[Stored dataset entries]
=====
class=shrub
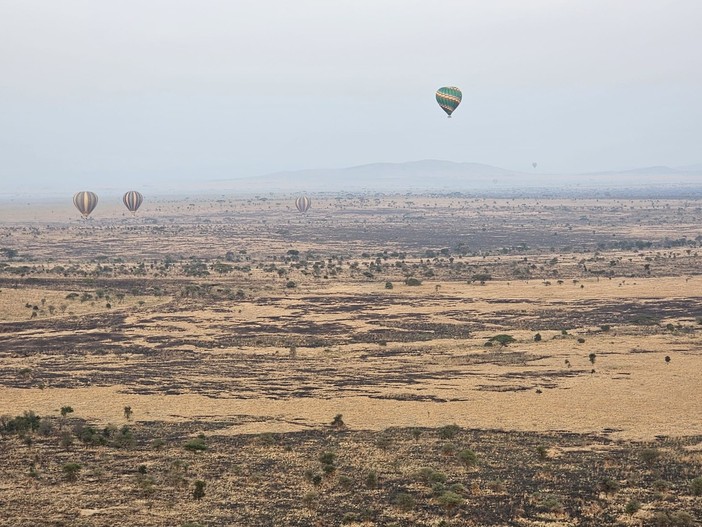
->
[458,449,478,467]
[438,424,461,439]
[600,478,619,494]
[417,467,446,483]
[366,470,378,489]
[61,432,73,450]
[441,443,456,456]
[651,479,670,492]
[302,490,319,507]
[193,479,206,500]
[488,333,516,346]
[652,511,695,527]
[392,492,415,511]
[690,476,702,496]
[319,452,336,465]
[184,435,207,452]
[436,490,465,510]
[112,426,135,448]
[61,463,82,481]
[537,496,565,513]
[640,448,661,466]
[339,476,354,490]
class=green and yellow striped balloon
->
[436,86,463,117]
[122,190,144,214]
[73,190,97,218]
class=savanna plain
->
[0,194,702,527]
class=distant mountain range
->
[5,159,702,200]
[210,160,702,192]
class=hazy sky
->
[0,0,702,191]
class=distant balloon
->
[73,190,97,218]
[295,196,312,212]
[122,190,144,214]
[436,86,463,117]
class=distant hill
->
[212,160,702,196]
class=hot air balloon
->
[295,196,312,212]
[73,190,97,218]
[436,86,463,117]
[122,190,144,214]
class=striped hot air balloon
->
[122,190,144,214]
[436,86,463,117]
[295,196,312,212]
[73,190,97,218]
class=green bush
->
[184,435,207,452]
[640,448,661,466]
[488,333,516,346]
[193,479,207,500]
[61,463,82,481]
[392,492,415,511]
[438,424,461,439]
[690,476,702,496]
[417,467,446,484]
[458,449,478,467]
[436,490,465,510]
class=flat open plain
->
[0,195,702,527]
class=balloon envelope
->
[122,190,144,214]
[436,86,463,117]
[73,190,97,218]
[295,196,312,212]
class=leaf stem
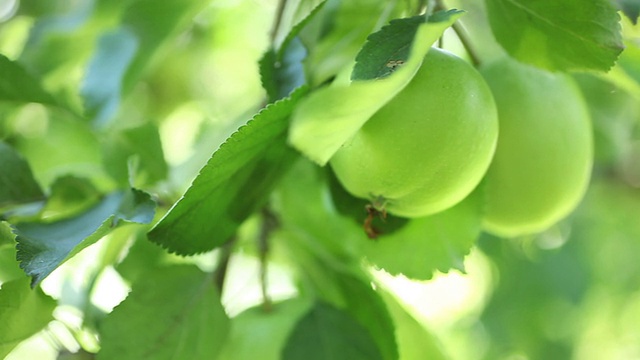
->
[271,0,287,48]
[258,207,278,312]
[435,0,481,67]
[213,235,236,296]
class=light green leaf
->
[0,141,44,208]
[486,0,623,71]
[102,123,168,188]
[0,278,56,359]
[380,290,450,360]
[363,191,482,280]
[282,303,382,360]
[219,298,312,360]
[149,88,306,255]
[13,189,155,286]
[0,245,24,284]
[122,0,209,93]
[0,54,57,105]
[289,10,462,165]
[80,27,138,125]
[97,265,229,360]
[616,0,640,24]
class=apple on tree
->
[330,48,498,217]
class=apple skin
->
[481,58,593,237]
[330,48,498,217]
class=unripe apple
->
[481,58,593,237]
[330,48,498,217]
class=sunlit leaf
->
[289,10,462,165]
[13,189,155,286]
[219,298,312,360]
[149,89,305,255]
[282,303,382,360]
[0,141,44,208]
[380,290,450,360]
[260,1,325,102]
[81,28,139,125]
[616,0,640,24]
[122,0,209,93]
[103,123,168,188]
[0,54,57,105]
[0,278,56,359]
[363,191,482,280]
[486,0,623,71]
[97,265,229,360]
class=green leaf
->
[363,191,482,280]
[219,298,312,360]
[282,303,382,360]
[80,27,139,125]
[97,265,229,360]
[0,245,24,284]
[0,141,44,208]
[334,274,398,360]
[102,123,168,188]
[149,88,306,255]
[289,10,462,165]
[486,0,623,71]
[13,189,155,286]
[351,15,427,80]
[616,0,640,25]
[0,54,57,105]
[0,278,56,359]
[379,290,450,360]
[260,1,326,102]
[122,0,209,93]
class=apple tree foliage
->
[0,0,640,360]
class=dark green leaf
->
[260,38,307,101]
[0,54,56,105]
[0,278,56,359]
[42,175,101,222]
[260,1,326,102]
[616,0,640,24]
[103,123,168,188]
[379,290,450,360]
[282,303,382,360]
[486,0,623,71]
[219,298,312,360]
[335,274,398,360]
[0,141,44,208]
[363,191,482,280]
[13,189,155,286]
[0,243,24,284]
[351,15,427,80]
[122,0,209,93]
[149,89,305,255]
[80,27,139,125]
[98,265,229,360]
[289,10,462,165]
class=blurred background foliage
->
[0,0,640,360]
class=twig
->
[213,236,236,295]
[258,207,278,311]
[435,0,481,67]
[271,0,287,47]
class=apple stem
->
[435,0,481,67]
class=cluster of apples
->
[330,48,593,237]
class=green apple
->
[481,58,593,237]
[330,48,498,217]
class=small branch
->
[213,236,236,296]
[271,0,287,47]
[258,207,278,311]
[435,0,481,67]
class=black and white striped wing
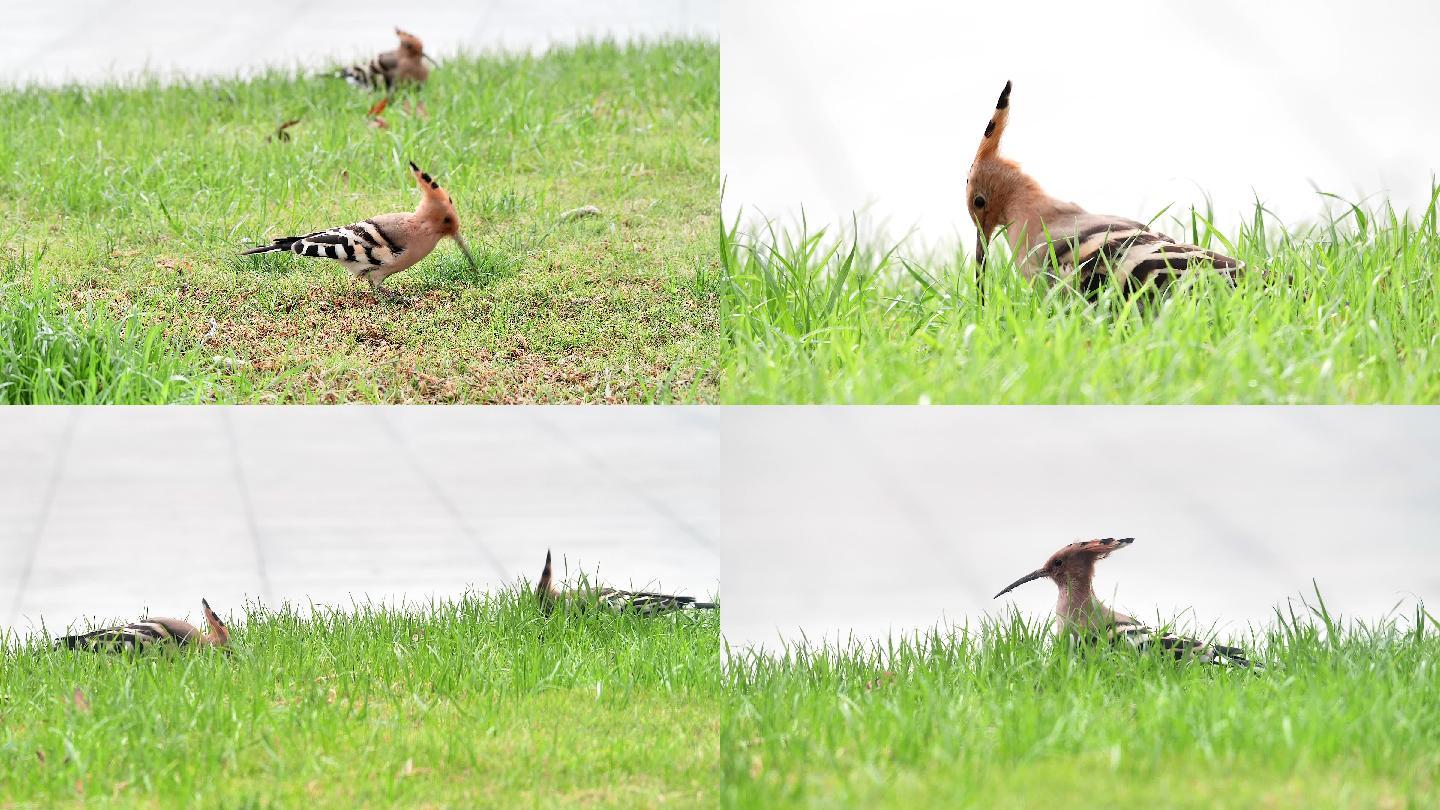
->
[56,621,194,651]
[1041,216,1244,291]
[340,53,399,89]
[284,219,405,268]
[596,588,696,615]
[1110,623,1260,669]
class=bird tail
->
[55,627,143,651]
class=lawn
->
[720,186,1440,404]
[721,596,1440,809]
[0,592,721,807]
[0,40,721,402]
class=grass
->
[0,40,721,402]
[720,186,1440,405]
[721,590,1440,809]
[0,246,212,405]
[0,592,721,807]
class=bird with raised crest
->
[995,538,1263,669]
[965,82,1246,293]
[240,161,478,295]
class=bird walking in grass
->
[337,29,435,92]
[55,600,230,653]
[995,538,1263,669]
[536,551,720,615]
[240,161,478,295]
[966,82,1244,293]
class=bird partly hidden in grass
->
[965,82,1246,294]
[240,161,478,295]
[536,551,720,615]
[336,27,435,92]
[55,600,230,653]
[995,538,1264,670]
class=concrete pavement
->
[0,408,720,634]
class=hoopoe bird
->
[240,161,478,295]
[995,538,1264,669]
[965,82,1244,293]
[55,600,230,653]
[337,27,435,91]
[536,551,720,615]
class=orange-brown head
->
[200,600,230,647]
[410,160,480,270]
[995,538,1135,600]
[395,26,425,59]
[965,82,1044,265]
[395,26,435,65]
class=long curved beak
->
[991,571,1045,600]
[455,233,480,271]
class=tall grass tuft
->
[721,598,1440,807]
[720,184,1440,404]
[0,272,210,405]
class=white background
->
[721,406,1440,646]
[721,0,1440,246]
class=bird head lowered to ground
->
[200,600,230,647]
[965,82,1045,264]
[410,160,480,270]
[994,538,1135,600]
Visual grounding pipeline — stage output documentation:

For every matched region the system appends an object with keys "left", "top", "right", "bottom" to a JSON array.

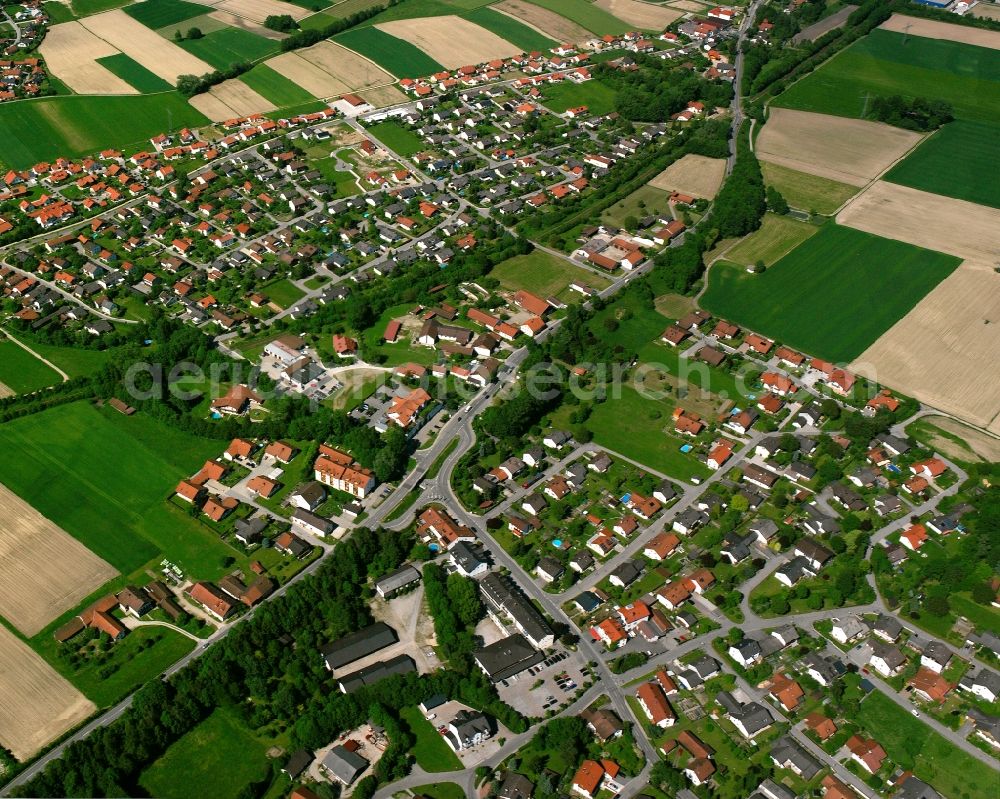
=====
▸ OBJECTIVE:
Update the entries above so that every "hot air balloon" becomes "hot-air balloon", keeping everything else the same and leaving out the pictures.

▸ ANSWER BELOW:
class=shrub
->
[458,449,478,467]
[438,424,461,439]
[600,478,619,494]
[417,467,446,483]
[366,470,378,489]
[61,432,73,450]
[441,443,456,456]
[651,479,670,492]
[302,490,319,507]
[193,479,206,500]
[488,333,516,346]
[652,511,695,527]
[392,492,415,511]
[690,476,702,496]
[319,452,336,465]
[184,435,207,452]
[436,490,465,510]
[112,426,135,448]
[61,463,82,481]
[537,496,565,513]
[640,448,661,466]
[339,476,354,490]
class=green and yellow striped balloon
->
[436,86,463,117]
[122,190,144,214]
[73,190,97,218]
class=savanna plain
->
[0,194,702,527]
class=distant mountain range
->
[5,159,702,200]
[210,160,702,192]
class=hazy sky
->
[0,0,702,191]
class=distant balloon
->
[73,190,97,218]
[295,196,312,212]
[122,190,144,214]
[436,86,463,117]
class=distant hill
->
[212,160,702,196]
class=hot-air balloon
->
[295,196,312,212]
[73,190,97,218]
[436,86,463,117]
[122,190,144,214]
class=striped hot-air balloon
->
[122,190,144,214]
[436,86,463,117]
[295,196,312,212]
[73,190,97,218]
class=green bush
->
[184,435,207,452]
[640,448,661,466]
[488,333,516,346]
[193,479,207,500]
[61,463,82,481]
[392,492,415,511]
[438,424,461,439]
[690,476,702,496]
[417,467,446,484]
[458,449,478,467]
[436,490,465,510]
class=flat open plain
->
[0,195,702,527]
class=balloon envelope
->
[122,190,144,214]
[436,86,463,117]
[73,190,97,218]
[295,196,312,212]
class=leaf stem
->
[271,0,287,48]
[258,207,278,312]
[435,0,481,67]
[213,235,236,296]
class=light green leaf
->
[0,141,44,208]
[486,0,623,71]
[102,123,168,188]
[0,278,56,359]
[380,290,450,360]
[363,191,482,280]
[282,303,382,360]
[219,298,312,360]
[149,88,306,255]
[13,189,155,286]
[0,245,24,284]
[122,0,209,93]
[0,54,57,105]
[289,10,462,165]
[80,27,138,125]
[97,265,229,360]
[616,0,640,24]
class=apple on tree
->
[330,48,498,217]
class=apple skin
->
[481,58,593,237]
[330,48,498,217]
class=unripe apple
->
[481,58,593,237]
[330,48,498,217]
class=sunlit leaf
->
[289,10,462,165]
[13,189,155,286]
[219,298,312,360]
[149,89,305,255]
[282,303,382,360]
[0,141,44,208]
[380,290,450,360]
[260,1,325,102]
[81,28,139,125]
[616,0,640,24]
[122,0,209,93]
[103,123,168,188]
[0,54,57,105]
[0,278,56,359]
[363,191,482,280]
[486,0,623,71]
[97,265,229,360]
class=green leaf
->
[363,191,482,280]
[219,298,312,360]
[282,303,382,360]
[80,27,139,125]
[97,265,229,360]
[0,245,24,284]
[0,141,44,208]
[334,274,398,360]
[102,123,168,188]
[149,88,306,255]
[289,10,462,165]
[486,0,623,71]
[13,189,155,286]
[351,15,427,80]
[616,0,640,25]
[0,54,57,105]
[0,278,56,359]
[379,290,450,360]
[260,1,326,102]
[122,0,209,93]
class=apple tree foliage
->
[0,0,640,360]
class=dark green leaf
->
[260,38,307,101]
[0,54,56,105]
[0,278,56,359]
[42,175,101,222]
[260,1,326,102]
[616,0,640,24]
[103,123,168,188]
[379,290,450,360]
[282,303,382,360]
[486,0,623,71]
[219,298,312,360]
[335,274,398,360]
[0,141,44,208]
[363,191,482,280]
[13,189,155,286]
[0,243,24,284]
[351,15,427,80]
[122,0,209,93]
[149,89,305,255]
[80,27,139,125]
[98,265,229,360]
[289,10,462,165]
class=blurred background foliage
->
[0,0,640,360]
class=twig
->
[213,236,236,295]
[258,207,278,311]
[435,0,481,67]
[271,0,287,47]
class=apple stem
->
[435,0,481,67]
class=cluster of apples
->
[330,48,593,237]
class=green apple
->
[481,58,593,237]
[330,48,498,217]
class=small branch
->
[213,236,236,296]
[271,0,287,47]
[258,207,278,311]
[435,0,481,67]
class=black and white striped wing
->
[56,621,194,651]
[1041,216,1244,291]
[340,53,399,89]
[284,219,405,268]
[596,588,696,615]
[1110,623,1260,669]
class=bird tail
->
[55,627,143,651]
class=lawn
->
[720,186,1440,404]
[721,596,1440,809]
[0,592,721,807]
[0,40,721,402]
class=grass
->
[0,40,721,402]
[720,186,1440,405]
[721,590,1440,809]
[0,246,212,405]
[0,592,721,807]
class=bird with raised crest
->
[995,538,1263,669]
[965,82,1246,293]
[240,161,478,295]
class=bird walking in grass
->
[337,29,435,92]
[55,600,230,653]
[995,538,1263,669]
[536,551,720,615]
[240,161,478,295]
[966,82,1244,293]
class=bird partly hidden in grass
->
[965,82,1246,294]
[240,161,478,295]
[536,551,720,615]
[336,27,435,92]
[55,600,230,653]
[995,538,1264,670]
class=concrete pavement
->
[0,408,720,634]
class=hoopoe bird
->
[240,161,478,295]
[995,538,1264,669]
[965,82,1244,293]
[55,600,230,653]
[337,27,435,91]
[536,551,720,615]
class=orange-brown head
->
[200,600,230,647]
[410,160,480,270]
[995,538,1135,600]
[395,26,425,59]
[965,82,1044,265]
[395,26,435,65]
class=long curved beak
->
[991,571,1045,600]
[455,233,480,271]
class=tall grass tuft
->
[721,598,1440,807]
[720,184,1440,404]
[0,272,210,405]
class=white background
->
[721,406,1440,646]
[721,0,1440,246]
class=bird head lowered to ground
->
[200,600,230,647]
[965,82,1045,264]
[410,160,480,270]
[994,538,1135,600]
Visual grounding pipeline — stage output documentation:

For every matched region the system appends an object with keys "left", "top", "right", "bottom" to a JSON array.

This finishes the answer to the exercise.